*REQUIRED ACTION:* Output a verbatim copy of the data, cut off after the line that contains "positive clicks: (65, 101)".

*** INPUT FOR THIS TASK Section Begins ***

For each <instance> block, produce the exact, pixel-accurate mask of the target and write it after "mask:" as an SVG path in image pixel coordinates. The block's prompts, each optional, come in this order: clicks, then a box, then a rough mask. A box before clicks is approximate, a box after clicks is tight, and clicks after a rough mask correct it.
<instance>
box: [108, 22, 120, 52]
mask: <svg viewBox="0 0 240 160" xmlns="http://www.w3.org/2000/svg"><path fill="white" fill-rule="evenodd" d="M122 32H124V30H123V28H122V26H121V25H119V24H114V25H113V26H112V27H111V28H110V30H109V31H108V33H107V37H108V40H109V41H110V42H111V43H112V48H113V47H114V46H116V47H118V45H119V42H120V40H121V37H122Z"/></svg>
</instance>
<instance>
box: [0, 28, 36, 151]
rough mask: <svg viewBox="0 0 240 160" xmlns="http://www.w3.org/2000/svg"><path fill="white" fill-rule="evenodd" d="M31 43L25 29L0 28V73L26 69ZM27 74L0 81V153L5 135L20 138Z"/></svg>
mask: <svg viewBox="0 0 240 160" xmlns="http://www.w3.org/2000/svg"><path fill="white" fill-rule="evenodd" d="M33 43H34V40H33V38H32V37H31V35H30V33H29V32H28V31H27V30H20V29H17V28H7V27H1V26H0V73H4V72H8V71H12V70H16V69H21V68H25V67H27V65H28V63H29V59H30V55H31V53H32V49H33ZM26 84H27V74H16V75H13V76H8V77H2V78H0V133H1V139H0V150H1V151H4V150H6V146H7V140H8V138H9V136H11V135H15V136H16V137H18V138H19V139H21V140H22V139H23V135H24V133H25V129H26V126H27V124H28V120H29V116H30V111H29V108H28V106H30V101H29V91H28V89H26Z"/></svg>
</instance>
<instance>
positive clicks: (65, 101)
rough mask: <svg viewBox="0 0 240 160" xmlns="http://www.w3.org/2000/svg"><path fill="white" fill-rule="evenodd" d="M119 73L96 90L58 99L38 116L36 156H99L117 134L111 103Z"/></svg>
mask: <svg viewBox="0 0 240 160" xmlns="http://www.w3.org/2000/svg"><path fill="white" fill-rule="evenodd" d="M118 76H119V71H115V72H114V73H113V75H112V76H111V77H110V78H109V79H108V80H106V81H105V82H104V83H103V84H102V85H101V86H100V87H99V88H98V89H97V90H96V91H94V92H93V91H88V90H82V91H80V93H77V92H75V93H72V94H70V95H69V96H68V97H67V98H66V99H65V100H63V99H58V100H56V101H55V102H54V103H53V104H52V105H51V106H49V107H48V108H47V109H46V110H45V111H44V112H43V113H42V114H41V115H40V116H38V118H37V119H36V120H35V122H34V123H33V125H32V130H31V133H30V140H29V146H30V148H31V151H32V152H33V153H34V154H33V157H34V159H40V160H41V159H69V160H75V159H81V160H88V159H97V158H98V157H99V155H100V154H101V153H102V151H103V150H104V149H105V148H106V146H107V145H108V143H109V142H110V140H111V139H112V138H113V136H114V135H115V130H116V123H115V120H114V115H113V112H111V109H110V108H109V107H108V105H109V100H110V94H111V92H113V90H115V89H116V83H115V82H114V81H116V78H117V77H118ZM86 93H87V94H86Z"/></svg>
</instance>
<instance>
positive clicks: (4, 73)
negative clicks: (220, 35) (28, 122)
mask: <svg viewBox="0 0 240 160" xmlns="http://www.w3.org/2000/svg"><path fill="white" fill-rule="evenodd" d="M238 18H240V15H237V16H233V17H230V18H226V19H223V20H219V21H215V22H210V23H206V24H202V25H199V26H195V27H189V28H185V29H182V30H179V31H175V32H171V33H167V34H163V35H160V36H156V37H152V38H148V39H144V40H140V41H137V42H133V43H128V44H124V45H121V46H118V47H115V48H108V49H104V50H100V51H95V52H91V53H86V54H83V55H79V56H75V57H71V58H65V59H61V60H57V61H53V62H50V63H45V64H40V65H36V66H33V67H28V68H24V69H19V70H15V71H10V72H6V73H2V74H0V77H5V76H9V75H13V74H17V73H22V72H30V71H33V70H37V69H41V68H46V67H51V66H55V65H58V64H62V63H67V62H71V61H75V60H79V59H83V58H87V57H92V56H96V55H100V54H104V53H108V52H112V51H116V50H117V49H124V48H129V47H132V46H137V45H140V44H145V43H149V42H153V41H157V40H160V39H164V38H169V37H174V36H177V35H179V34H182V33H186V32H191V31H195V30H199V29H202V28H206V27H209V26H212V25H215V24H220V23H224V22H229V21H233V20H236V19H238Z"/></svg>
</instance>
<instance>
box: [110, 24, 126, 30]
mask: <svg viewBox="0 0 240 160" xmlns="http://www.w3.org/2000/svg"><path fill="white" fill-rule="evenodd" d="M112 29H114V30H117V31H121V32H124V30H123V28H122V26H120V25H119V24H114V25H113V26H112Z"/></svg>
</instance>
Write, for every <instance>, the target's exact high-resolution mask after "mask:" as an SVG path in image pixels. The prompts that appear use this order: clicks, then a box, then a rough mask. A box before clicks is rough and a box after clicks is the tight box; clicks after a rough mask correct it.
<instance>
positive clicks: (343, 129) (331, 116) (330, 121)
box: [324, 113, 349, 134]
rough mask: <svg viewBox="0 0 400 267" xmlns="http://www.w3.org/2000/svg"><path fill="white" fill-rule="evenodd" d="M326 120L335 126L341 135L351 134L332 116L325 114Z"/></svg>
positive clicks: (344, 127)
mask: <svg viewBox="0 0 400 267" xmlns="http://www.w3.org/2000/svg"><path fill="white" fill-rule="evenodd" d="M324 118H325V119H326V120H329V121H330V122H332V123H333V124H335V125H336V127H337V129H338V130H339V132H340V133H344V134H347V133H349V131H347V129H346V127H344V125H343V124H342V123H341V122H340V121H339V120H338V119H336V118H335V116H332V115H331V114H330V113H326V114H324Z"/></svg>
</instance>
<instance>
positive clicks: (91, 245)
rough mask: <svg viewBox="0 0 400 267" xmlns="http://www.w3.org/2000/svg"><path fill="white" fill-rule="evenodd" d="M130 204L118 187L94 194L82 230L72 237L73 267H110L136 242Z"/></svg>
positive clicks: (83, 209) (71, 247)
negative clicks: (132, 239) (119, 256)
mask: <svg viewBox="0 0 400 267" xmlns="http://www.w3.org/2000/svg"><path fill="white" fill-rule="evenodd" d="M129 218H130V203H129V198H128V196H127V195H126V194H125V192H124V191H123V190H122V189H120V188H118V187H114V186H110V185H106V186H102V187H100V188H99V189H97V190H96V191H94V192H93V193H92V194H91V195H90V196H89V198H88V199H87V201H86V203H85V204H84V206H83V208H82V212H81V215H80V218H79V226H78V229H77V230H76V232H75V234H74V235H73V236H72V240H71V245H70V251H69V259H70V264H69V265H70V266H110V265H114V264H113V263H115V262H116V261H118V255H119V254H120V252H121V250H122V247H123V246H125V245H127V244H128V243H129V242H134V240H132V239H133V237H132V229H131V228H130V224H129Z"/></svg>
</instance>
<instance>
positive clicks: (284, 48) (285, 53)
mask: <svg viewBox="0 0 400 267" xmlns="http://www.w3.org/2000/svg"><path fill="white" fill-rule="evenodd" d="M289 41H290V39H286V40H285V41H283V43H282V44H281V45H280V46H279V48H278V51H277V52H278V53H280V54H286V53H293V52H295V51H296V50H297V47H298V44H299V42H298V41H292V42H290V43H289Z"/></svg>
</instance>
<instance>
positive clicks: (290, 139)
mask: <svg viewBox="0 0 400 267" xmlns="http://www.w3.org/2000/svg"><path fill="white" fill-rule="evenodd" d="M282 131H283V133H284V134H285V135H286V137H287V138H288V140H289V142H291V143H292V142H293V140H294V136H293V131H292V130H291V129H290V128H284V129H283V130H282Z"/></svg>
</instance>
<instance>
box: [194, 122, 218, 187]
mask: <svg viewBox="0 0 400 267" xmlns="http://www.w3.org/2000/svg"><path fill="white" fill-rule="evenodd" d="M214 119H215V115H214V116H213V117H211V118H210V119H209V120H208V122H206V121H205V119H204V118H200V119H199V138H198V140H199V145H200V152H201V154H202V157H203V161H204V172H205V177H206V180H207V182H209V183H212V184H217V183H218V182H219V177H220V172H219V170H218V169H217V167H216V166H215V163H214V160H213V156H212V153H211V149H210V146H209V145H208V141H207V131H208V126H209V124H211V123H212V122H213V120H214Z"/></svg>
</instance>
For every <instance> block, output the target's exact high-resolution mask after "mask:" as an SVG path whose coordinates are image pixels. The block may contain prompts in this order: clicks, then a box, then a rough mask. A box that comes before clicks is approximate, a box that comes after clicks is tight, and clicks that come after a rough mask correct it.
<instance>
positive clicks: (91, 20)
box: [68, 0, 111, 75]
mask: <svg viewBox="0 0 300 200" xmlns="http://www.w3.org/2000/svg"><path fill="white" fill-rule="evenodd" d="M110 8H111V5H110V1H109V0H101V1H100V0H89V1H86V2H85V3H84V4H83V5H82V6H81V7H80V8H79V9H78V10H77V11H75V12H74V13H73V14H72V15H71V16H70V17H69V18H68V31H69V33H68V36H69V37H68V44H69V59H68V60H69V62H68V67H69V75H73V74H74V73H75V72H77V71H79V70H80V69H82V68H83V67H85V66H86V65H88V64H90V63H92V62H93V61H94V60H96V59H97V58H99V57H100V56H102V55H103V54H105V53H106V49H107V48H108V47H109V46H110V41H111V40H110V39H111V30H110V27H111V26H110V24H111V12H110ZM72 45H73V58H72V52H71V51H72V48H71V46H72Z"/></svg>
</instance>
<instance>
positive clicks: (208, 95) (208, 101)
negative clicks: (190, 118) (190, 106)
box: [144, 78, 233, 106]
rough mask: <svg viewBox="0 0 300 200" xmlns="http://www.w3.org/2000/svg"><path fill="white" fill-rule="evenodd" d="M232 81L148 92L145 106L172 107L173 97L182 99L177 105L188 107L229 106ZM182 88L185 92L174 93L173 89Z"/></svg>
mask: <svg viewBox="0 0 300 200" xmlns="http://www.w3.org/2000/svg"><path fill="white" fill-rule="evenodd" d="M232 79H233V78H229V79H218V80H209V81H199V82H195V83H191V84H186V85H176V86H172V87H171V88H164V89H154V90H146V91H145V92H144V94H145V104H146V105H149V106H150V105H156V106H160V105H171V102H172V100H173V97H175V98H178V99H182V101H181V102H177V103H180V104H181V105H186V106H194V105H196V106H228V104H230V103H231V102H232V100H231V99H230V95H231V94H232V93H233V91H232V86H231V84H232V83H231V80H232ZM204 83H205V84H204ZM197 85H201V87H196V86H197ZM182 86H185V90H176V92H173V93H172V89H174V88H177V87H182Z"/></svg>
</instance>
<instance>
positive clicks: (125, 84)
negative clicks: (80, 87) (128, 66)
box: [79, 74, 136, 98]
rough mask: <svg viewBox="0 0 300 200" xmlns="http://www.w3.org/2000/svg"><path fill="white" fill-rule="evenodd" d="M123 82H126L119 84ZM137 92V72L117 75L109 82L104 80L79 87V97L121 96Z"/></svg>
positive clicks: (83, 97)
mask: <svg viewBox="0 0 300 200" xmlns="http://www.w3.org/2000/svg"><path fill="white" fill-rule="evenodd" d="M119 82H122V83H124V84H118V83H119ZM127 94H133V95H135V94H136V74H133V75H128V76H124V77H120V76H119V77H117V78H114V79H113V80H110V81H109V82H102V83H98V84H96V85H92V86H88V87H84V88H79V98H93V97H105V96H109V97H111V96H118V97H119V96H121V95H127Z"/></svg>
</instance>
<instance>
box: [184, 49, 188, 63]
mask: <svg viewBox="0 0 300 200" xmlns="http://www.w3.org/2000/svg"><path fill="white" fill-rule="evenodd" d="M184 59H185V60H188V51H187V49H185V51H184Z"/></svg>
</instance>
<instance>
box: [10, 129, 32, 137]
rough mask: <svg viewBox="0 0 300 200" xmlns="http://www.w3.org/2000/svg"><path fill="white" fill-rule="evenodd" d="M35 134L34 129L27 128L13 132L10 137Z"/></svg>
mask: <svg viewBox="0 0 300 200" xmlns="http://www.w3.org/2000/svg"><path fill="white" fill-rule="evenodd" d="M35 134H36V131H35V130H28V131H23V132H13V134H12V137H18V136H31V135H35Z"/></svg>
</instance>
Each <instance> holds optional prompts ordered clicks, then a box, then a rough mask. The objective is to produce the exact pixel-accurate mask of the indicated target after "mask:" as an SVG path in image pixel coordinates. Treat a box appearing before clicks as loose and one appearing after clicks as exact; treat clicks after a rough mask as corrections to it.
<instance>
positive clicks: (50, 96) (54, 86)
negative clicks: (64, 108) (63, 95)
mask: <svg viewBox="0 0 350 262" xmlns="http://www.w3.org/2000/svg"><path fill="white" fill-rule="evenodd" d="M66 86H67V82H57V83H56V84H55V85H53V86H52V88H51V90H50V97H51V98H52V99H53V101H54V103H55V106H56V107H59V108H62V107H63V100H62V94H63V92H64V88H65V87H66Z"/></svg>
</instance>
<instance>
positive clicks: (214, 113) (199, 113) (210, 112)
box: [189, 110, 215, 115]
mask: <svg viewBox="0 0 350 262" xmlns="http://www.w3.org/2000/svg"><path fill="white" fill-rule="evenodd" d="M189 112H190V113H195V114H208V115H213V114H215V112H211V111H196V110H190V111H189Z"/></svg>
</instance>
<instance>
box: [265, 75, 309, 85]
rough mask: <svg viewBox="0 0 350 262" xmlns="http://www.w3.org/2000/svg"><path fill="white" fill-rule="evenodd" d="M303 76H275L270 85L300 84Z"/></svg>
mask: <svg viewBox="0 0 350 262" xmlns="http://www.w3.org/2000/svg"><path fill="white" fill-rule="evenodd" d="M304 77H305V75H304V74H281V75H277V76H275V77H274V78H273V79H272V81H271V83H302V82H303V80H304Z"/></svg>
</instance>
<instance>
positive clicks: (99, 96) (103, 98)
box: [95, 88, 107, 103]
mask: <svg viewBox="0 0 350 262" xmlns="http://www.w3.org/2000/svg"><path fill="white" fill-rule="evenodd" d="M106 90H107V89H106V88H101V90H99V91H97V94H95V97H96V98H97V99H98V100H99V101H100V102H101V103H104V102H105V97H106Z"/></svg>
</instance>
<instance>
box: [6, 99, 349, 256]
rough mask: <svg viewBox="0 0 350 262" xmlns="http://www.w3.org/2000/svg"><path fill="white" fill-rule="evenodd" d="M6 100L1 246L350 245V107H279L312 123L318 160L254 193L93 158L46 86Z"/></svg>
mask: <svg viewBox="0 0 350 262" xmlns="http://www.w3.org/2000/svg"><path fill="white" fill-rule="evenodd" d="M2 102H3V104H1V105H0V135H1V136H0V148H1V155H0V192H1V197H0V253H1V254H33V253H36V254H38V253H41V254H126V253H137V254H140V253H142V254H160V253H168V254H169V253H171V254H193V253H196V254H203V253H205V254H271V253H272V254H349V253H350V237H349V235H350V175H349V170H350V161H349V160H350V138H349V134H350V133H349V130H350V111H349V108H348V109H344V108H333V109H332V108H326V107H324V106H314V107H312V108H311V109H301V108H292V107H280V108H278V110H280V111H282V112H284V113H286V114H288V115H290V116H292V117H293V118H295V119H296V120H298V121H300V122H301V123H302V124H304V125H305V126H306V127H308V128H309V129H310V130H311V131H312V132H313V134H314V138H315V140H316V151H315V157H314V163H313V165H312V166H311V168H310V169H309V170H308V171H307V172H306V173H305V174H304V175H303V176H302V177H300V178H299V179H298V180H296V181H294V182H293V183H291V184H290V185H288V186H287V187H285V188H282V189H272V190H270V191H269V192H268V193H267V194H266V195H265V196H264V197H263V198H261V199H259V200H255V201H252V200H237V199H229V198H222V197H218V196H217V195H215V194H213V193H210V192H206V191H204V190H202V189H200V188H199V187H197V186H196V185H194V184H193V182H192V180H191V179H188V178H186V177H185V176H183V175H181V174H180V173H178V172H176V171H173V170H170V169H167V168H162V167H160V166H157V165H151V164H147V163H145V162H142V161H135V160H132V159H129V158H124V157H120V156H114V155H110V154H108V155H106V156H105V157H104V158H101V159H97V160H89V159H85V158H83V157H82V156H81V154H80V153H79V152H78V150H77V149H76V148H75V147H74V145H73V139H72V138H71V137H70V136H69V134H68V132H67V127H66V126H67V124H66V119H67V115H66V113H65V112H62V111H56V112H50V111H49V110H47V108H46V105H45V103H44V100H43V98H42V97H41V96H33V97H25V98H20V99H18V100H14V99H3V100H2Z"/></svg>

*** INPUT FOR THIS TASK Section Ends ***

*EXERCISE ANSWER:*
For each <instance> block, produce the exact, pixel-accurate mask of the target and write it after "mask:" as an SVG path in image pixel coordinates. The block's prompts, each optional, come in this order: clicks, then a box, then a rough mask. A box before clicks is approximate, a box after clicks is tight, and clicks after a rough mask correct it.
<instance>
box: [108, 22, 120, 52]
mask: <svg viewBox="0 0 240 160" xmlns="http://www.w3.org/2000/svg"><path fill="white" fill-rule="evenodd" d="M122 32H124V30H123V28H122V26H121V25H119V24H114V25H113V26H112V27H111V28H110V30H109V31H108V33H107V37H108V40H109V41H110V42H111V43H112V48H113V47H114V46H116V47H118V45H119V42H120V40H121V37H122Z"/></svg>
</instance>
<instance>
box: [0, 28, 36, 151]
rough mask: <svg viewBox="0 0 240 160" xmlns="http://www.w3.org/2000/svg"><path fill="white" fill-rule="evenodd" d="M31 43L25 29L0 28V73L26 69ZM27 74L0 81V153L5 135L20 138Z"/></svg>
mask: <svg viewBox="0 0 240 160" xmlns="http://www.w3.org/2000/svg"><path fill="white" fill-rule="evenodd" d="M33 43H34V40H33V38H32V37H31V35H30V33H29V32H28V31H27V30H20V29H17V28H7V27H1V26H0V73H4V72H8V71H12V70H16V69H21V68H25V67H27V65H28V63H29V59H30V55H31V53H32V49H33ZM26 84H27V74H16V75H13V76H8V77H2V78H0V133H1V139H0V150H1V151H4V150H6V146H7V140H8V138H9V136H11V135H15V136H16V137H18V138H19V139H21V140H22V139H23V135H24V133H25V129H26V126H27V124H28V120H29V116H30V111H29V108H28V106H30V101H29V91H28V89H26Z"/></svg>
</instance>
<instance>
positive clicks: (65, 101)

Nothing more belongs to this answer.